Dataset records
⟨

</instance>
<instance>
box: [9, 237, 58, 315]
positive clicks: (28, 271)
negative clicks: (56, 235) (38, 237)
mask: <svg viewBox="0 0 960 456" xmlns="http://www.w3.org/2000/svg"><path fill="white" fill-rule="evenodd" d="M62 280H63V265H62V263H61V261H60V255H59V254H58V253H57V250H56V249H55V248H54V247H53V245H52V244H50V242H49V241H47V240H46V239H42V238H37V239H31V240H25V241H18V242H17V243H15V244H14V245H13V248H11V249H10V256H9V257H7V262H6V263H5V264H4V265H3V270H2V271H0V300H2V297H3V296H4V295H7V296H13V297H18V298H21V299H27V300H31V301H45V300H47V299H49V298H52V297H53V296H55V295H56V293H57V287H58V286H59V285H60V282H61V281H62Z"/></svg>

⟩

▶ [WHAT IS EXPECTED]: Reproduce the material from its beginning through the line containing "negative clicks: (56, 235) (38, 237)", both ends included, and swap every "clicks" for "points" while leaving everything else as it is.

▶ [RESULT OF THIS TASK]:
</instance>
<instance>
box: [9, 237, 58, 315]
positive points: (28, 271)
negative points: (56, 235) (38, 237)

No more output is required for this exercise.